→ **Bloc de texte**
22 décembre 2019

La critique d'avant-hier soir

L’esprit des livres
par
Martim Damy

António de Alcântara Machado est de retour. Et encore une fois avec un livre d’ambiances sous le bras.
Cette fois, néanmoins, ce n’est pas la vieille Europe — avec ses terres épuisées, ses paysages décolorés, sa volonté égoïste — qui a fourni ses thèmes à l’observation du jeune écrivain. Non. Sa sensibilité est désormais entrée en contact avec le sol brésilien. Encore mieux, avec le sol paulistain.
De fait — les quartiers remplis de cette population joyeuse qui va s’amalgamant dans les rues longues et mal pavées de São Paulo sont le décor où s’est ouvert l’objectif observateur du talentueux auteur de Brás, Bexiga et Barra Funda.
Ce livre aux desseins nationalistes est toutefois totalement différent des autres livres nationaux. Joyeux sans être satirique, critique sans être mordant, il marque assurément le début d’une littérature qui servira encore de thème à beaucoup. On peut même dire que c’est le premier trait venu souligner l’existence d’une sous-race brésilienne.
Fait, comme on le verra, de bois neuf — il focalise un domaine où ne s’est jamais exercée la plume brésilienne — Brás, Bexiga et Barra Funda est la révélation d’ambiances authentiquement brésiliennes, la révélation de ce qu’il se trouve par ici des âmes anonymes qui attendent que des intelligences supérieures déchiffrent leur destin.

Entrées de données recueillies
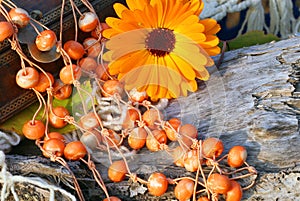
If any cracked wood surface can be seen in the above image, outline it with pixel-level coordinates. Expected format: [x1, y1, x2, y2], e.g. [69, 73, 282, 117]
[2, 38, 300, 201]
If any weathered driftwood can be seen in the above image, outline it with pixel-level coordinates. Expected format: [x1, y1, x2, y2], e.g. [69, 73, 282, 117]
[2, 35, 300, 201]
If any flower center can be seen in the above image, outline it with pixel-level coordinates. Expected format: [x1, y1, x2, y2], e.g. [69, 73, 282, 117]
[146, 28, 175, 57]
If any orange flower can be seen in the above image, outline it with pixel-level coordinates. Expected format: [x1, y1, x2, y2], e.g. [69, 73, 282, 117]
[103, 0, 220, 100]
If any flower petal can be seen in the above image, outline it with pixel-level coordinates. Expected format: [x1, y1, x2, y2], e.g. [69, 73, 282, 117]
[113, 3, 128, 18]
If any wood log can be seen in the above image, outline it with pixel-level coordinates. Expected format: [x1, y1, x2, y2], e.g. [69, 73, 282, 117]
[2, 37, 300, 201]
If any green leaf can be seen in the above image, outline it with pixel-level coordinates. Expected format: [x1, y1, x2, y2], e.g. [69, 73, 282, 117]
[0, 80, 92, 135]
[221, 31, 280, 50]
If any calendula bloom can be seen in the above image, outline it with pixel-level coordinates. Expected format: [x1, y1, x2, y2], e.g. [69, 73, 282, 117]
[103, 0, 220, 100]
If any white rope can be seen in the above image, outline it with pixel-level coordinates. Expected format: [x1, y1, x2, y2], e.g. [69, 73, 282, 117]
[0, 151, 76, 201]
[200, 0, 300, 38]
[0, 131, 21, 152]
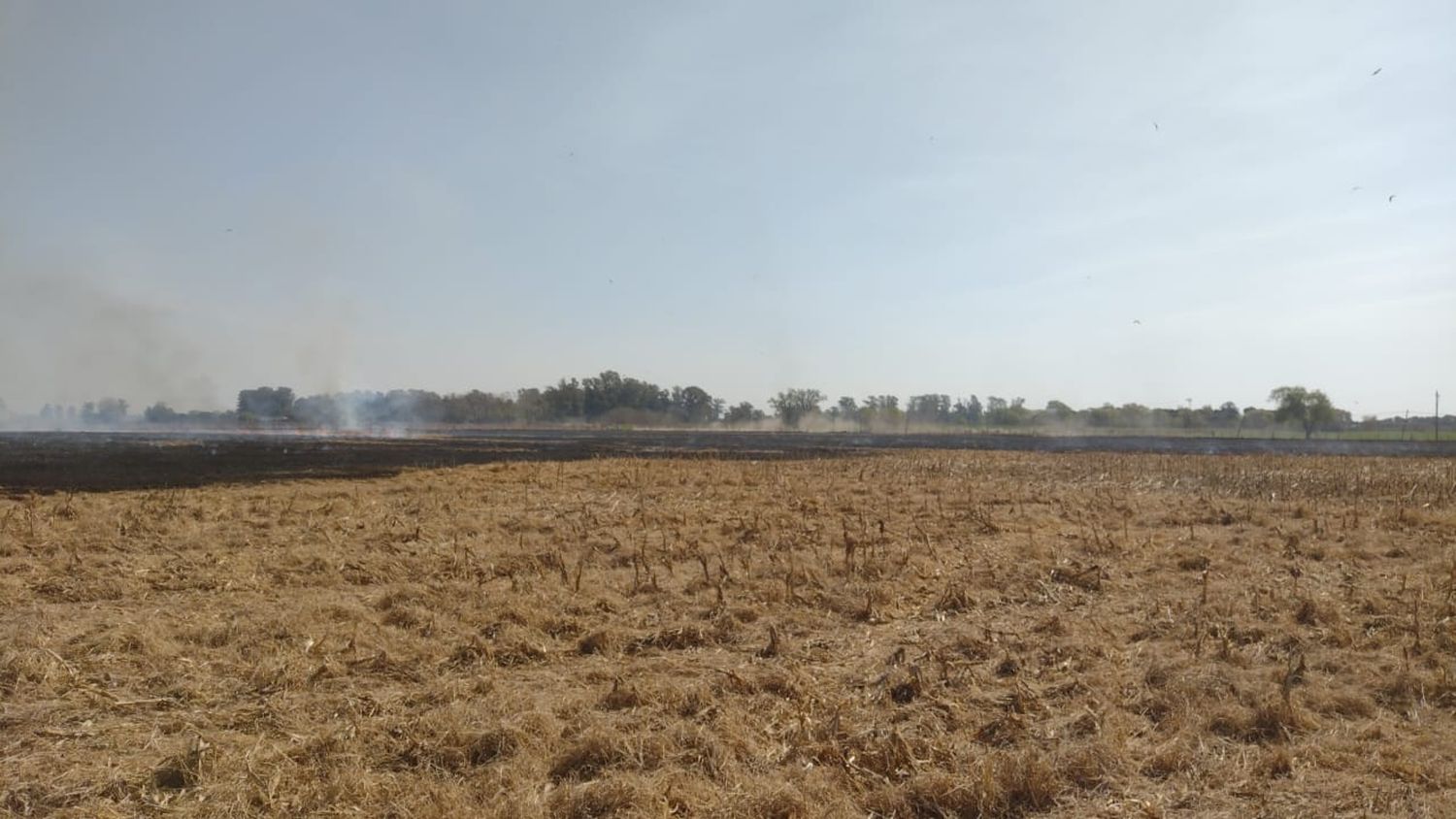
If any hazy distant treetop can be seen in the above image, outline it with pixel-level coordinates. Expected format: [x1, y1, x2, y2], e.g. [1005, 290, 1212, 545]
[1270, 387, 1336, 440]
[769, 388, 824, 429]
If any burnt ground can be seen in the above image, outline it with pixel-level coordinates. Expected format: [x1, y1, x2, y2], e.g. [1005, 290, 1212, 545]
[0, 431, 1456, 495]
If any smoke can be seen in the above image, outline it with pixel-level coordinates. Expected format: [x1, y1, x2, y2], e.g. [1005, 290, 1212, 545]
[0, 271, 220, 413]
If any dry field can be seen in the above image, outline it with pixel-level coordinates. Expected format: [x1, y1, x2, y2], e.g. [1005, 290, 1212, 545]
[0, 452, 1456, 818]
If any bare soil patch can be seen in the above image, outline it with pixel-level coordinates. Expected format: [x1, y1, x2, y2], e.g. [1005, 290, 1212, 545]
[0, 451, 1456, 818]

→ **Objectif visé**
Reprenez la critique de Brás, Bexiga et Barra Funda là où elle s'arrête et poursuivez-la.

→ **Résultat attendu**
Pour moi, António de Alcântara Machado est l’un de ces écrivains supérieurs. Grâce à son énorme talent, ce recoin anonyme de l’âme brésilienne est sorti du silence. Et la peinture que nous en fait le jeune auteur est une démonstration de plus de sa riche vocation à déployer devant nos yeux des ambiances intéressantes et vierges.
Son style possède pour cela tous les requis indispensables.
Essentiellement moderne, il n’entre pas pour autant dans la chimie des phrases incomprises. Il est net et franc, agile, élastique, sans escamotages de paillettes aveuglantes. Tout en gardant sa vivacité, jamais il ne se presse. Il ne s’arrête qu’après avoir épuisé son sujet. Avant, non.
Ses pages, dans Brás, Bexiga et Barra Funda, sont à la vérité ainsi — faites de notes syncopées et de pensées qui galopent en phrases rapides. Mais quelle ardeur dans ses ardeurs contenues, quelle acuité dans l’analyse tendrement adoucie, quel mordant dans l’innocence qu’il met dans presque toutes ses pages. C’est une réticence permanente. Un permanent entrelacs d’images, un croisement ininterrompu d’observations. De temps à autre, un coup de sifflet strident. Et l’auteur interrompt alors volontairement le trafic de ses considérations d’ambiances pour laisser passer le cortège des Carmelas, des Gaetaninhos.
C’est alors toute la São Paulo des Italiens qui vient jusqu’à notre émotion. Plus que cela — c’est toute l’Italie immigrée qui vient jusqu’à nous. Et en lutte avec le milieu et dominée par lui, ses bras s’ouvrent amicalement à nous. Et nous les vainquons, et l’Italien finit brésilien.
Vous ne le croyez pas ? Eh bien lisez le livre d’António de Alcântara Machado.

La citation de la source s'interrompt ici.